▶ **TASK ITEM**
Copy the entries that follow, exactly and completely.

Natural-language object grounding data
⁂

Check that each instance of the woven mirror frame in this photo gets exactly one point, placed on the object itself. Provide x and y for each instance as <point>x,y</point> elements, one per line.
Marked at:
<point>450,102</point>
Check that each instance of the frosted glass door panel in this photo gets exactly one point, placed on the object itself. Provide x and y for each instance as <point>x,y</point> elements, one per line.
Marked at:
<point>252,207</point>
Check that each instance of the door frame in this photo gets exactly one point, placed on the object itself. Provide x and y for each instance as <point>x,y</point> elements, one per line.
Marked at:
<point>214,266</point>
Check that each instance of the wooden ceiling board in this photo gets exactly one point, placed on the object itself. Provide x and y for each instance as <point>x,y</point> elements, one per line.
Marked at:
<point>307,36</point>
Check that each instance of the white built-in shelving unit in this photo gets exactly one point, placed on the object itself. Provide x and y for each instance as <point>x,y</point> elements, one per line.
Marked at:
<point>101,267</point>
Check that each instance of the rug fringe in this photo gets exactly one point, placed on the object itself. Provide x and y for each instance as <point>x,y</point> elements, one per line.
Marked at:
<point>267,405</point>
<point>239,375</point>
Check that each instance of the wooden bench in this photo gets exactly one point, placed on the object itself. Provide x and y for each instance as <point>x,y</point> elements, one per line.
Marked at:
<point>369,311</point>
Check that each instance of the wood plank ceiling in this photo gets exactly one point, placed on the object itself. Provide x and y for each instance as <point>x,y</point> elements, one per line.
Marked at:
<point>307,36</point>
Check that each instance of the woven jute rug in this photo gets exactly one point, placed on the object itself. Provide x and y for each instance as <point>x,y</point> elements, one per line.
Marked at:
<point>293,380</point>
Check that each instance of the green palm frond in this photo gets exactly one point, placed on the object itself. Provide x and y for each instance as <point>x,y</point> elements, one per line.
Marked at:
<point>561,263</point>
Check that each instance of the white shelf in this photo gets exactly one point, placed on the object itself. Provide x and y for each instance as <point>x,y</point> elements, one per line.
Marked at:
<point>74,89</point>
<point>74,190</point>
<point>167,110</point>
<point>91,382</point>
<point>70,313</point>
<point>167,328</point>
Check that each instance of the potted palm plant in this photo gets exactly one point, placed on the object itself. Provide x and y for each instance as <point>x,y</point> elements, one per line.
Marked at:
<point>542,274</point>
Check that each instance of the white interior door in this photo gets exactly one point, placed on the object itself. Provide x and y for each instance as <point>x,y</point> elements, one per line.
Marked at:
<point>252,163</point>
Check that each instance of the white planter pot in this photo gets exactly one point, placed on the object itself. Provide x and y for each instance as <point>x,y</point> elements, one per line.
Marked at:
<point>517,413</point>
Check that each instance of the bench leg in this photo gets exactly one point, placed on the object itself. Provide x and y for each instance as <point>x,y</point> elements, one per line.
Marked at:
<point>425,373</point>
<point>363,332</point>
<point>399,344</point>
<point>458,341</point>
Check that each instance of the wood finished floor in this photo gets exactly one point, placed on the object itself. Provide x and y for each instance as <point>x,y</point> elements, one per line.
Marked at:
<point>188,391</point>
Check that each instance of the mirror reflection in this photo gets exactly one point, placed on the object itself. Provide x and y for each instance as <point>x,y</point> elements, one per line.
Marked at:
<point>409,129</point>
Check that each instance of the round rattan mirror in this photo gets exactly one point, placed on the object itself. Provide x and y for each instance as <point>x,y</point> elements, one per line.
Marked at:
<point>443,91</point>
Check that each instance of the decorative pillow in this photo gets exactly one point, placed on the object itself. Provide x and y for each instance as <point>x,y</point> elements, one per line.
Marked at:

⁂

▶ **EXPECTED ANSWER**
Check that each instance of the woven mirror frame in this photo gets exactly one point, placed on the object itself. Provide x and y for each instance as <point>x,y</point> elements, one per line.
Marked at:
<point>450,102</point>
Check that each instance of the frosted glass door panel in this photo gets exactly one point, placed on the object itself. Provide x and y for each instance as <point>x,y</point> elements, one per line.
Marked at:
<point>252,207</point>
Check that each instance of the door frame in this photo gets exactly one point, placed on the object itself. Provide x and y for each instance as <point>x,y</point> elements, one per line.
Marked at:
<point>214,266</point>
Check that each instance of the wooden ceiling board in this photo gets exactly one point, placed on the object itself. Provide x and y for each instance as <point>x,y</point> elements, one per line.
Marked at:
<point>307,36</point>
Check that each instance of the white built-in shelving unit in this photo gets exactly one point, placed on the object itself. Provide x and y for each instance as <point>x,y</point> elements, one per line.
Marked at:
<point>101,267</point>
Check that each instance of the rug fringe in this photo gets exactly one point, placed on the object itself. Provide x and y for each instance as <point>x,y</point> elements, one per line.
Marked at:
<point>267,405</point>
<point>239,375</point>
Check that each instance of the wooden bench in this photo gets exactly one point, placed on the object itself. Provide x and y for each instance as <point>x,y</point> elements, one per line.
Marked at:
<point>369,311</point>
Check that each instance of the wood plank ceiling in this photo gets exactly one point, placed on the object itself. Provide x and y for each instance as <point>x,y</point> elements, one per line.
Marked at:
<point>307,36</point>
Check that each instance of the woven jute rug in this photo gets exactly one point, placed on the object itself. Provide x and y for each instance as <point>x,y</point> elements, one per line.
Marked at:
<point>293,380</point>
Check that each instance of the green palm frond in this photo gets exactly one point, placed on the object itself. Provide x and y for each instance as <point>x,y</point> elements, one per line.
Marked at:
<point>561,263</point>
Check that each instance of the white shelf in this photo gets exactly one point, placed on the object itself. Provide x and y for each instance as <point>x,y</point> elements, one per line.
Marked at:
<point>74,89</point>
<point>74,190</point>
<point>167,110</point>
<point>91,382</point>
<point>70,313</point>
<point>167,328</point>
Check that each instance of the potted palm plant in this photo gets exactly one point, placed on the object itself. Provide x and y for each instance as <point>x,y</point> elements, one per line.
Marked at:
<point>542,274</point>
Check that each instance of the white interior door in this photo gets exactly one point, placed on the object itself. Provide x and y for each instance as <point>x,y</point> elements, one per line.
Marked at:
<point>252,163</point>
Check that each instance of the white planter pot in this photo gets exactly one point, placed on the object itself. Provide x and y for each instance as <point>x,y</point> elements, one per line.
Marked at:
<point>517,413</point>
Check that each instance of the bench leg in this photo gets exactly one point, placed on the object itself. Provide x and y for each instance as <point>x,y</point> elements, one per line.
Marked at:
<point>425,373</point>
<point>363,332</point>
<point>399,344</point>
<point>458,341</point>
Check that each instance of the wood finished floor in this photo gets exactly one point, placed on the object itself. Provide x and y for each instance as <point>x,y</point> elements, one per line.
Marked at:
<point>188,391</point>
Check that each instance of the mirror reflection in this photo gets exactly one point, placed on the object itself. Provide x and y for each instance as <point>x,y</point> elements, one per line.
Marked at:
<point>409,129</point>
Check that each instance of the round rattan mirror in this photo gets exactly one point, placed on the object itself. Provide x and y for each instance as <point>x,y</point> elements, one per line.
Marked at:
<point>443,91</point>
Check that each instance of the decorative pillow in this photo gets exactly one point, placed on the object itself. Provide x and y for each instance as <point>x,y</point> elements, one per line.
Marked at:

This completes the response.